Task instructions: How many lines of the records below contain the string "rule"? Reply with the number alone.

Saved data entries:
_ _ _ _

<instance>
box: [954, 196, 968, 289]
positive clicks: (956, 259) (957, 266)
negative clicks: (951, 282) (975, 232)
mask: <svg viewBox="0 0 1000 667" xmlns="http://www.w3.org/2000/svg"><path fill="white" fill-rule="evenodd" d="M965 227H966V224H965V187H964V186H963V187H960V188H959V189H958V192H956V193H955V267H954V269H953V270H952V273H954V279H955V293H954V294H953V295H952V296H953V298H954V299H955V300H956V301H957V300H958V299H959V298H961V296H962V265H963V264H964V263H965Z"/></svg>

_ _ _ _

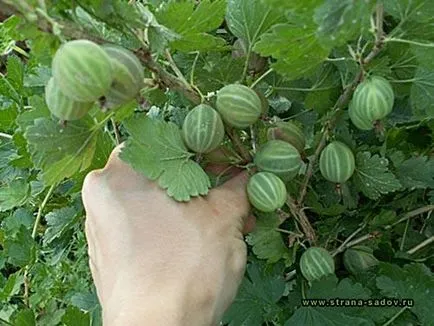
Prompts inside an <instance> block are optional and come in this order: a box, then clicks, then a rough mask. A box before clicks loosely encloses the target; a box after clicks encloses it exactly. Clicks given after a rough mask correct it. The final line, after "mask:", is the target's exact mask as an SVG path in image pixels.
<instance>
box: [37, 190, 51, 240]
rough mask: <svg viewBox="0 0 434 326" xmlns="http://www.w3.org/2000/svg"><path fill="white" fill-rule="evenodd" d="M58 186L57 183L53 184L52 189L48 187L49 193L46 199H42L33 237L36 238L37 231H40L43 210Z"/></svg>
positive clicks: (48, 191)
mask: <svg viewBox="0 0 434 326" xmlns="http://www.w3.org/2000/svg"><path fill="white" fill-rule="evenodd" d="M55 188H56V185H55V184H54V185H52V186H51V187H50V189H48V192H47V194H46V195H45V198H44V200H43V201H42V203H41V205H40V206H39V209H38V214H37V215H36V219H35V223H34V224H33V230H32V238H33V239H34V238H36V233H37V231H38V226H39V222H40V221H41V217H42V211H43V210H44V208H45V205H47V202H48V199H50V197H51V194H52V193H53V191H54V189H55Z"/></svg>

_ _ _ _

Solution below: 3